═════ Source document
I just tell it like it is!

April 6, 2010

Really? Somewhere along our human evolutionary process some of us swapped the concept of speaking one’s mind with being careless about the impact or effectiveness of our words. The message became the focus rather than the impact of the message.

To be clear, I am a staunch advocate for clarity in communications. It is this clarity that creates effective communication which is in turn is one of the most basic interpersonal skills that are greatly sought after by employers of all kids.

Is it possible then to “just tell it like it is” without breaking our cultural norms for polite conversation? Absolutely! Let’s break down what is at the core of wanting to speak one’s mind:

  1. I want to be true to my convictions
  2. I have an important message to deliver
  3. I refuse to be a “me too” person and just go with the flow
  4. I take pride in my preparations, assessments, and when I am asked for my opinion… Well, they’re going to get it.

Well, that’s admirable!

So, if you resemble those four remarks, then what is truly important to you is for your hard earned information to be delivered untainted, un-adulterated, un-biased. You want your message to be your message and not some redacted version of it. You want to deliver the message you have and not necessarily the message someone else wants to hear… right? You want your message to hit the mark! (right! you say)

Before I share my suggestions, let me get a little Dr. Phil on you: “How’s that working out for you?

Let’s consider the process of conversation from a psychological point for just a minute. A conversation’s flow is made up of the sender and the receiver interaction – independent of the topic and method of delivery. Whether you like it or not, having only one telephone will not get you communicating with anyone unless there is a receiver on the other end. You have to dial their number, find the other person available, and then engage them in conversation. Human conversations in person work the same way.
══════════
═════ Listed entries
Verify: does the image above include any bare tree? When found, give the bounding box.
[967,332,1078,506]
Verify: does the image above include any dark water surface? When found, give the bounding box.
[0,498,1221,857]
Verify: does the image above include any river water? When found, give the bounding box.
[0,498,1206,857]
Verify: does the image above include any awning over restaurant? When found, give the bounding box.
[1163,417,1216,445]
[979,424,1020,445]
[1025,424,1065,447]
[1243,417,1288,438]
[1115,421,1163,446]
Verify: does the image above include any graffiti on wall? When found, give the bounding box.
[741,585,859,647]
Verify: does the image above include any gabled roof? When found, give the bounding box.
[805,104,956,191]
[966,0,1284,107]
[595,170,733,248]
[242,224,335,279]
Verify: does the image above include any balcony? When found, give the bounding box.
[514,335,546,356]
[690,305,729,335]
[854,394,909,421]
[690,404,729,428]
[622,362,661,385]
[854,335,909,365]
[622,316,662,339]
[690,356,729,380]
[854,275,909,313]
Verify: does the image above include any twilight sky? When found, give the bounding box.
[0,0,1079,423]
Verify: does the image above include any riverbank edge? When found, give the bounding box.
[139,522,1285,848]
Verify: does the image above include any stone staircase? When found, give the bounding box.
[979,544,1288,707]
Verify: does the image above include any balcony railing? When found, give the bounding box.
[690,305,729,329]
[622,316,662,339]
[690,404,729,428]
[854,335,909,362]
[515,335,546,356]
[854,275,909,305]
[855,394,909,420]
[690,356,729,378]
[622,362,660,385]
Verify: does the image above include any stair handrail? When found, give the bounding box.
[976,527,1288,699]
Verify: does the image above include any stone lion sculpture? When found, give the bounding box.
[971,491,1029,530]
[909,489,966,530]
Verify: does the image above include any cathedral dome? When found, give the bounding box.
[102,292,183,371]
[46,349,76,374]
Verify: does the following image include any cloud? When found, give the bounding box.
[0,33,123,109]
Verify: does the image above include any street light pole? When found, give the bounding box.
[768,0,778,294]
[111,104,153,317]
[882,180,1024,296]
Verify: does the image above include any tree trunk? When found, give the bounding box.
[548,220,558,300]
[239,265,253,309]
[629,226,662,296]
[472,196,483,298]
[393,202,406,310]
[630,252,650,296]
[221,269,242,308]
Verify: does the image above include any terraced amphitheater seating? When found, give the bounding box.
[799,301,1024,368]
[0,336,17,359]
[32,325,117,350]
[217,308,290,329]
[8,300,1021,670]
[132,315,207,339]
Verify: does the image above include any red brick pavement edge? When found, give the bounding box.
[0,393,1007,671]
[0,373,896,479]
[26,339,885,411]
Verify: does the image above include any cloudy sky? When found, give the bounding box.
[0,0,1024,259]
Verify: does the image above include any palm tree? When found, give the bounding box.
══════════
[Problems to solve]
a – In the blog post on speaking one's mind, what makes up a conversation's flow?
b – Mark each statement as agreeing with the blog post on speaking one's mind or not, and quote the deciding words: (i) The author supports clarity in communication. (ii) A conversation's flow depends on its topic and method of delivery. (iii) One telephone alone is enough to communicate with someone.

[The responses]
a – The sender and receiver interaction.

b –
(i) Yes: "I am a staunch advocate for clarity in communications."
(ii) No: "independent of the topic and method of delivery."
(iii) No: "having only one telephone will not get you communicating with anyone unless there is a receiver on the other end."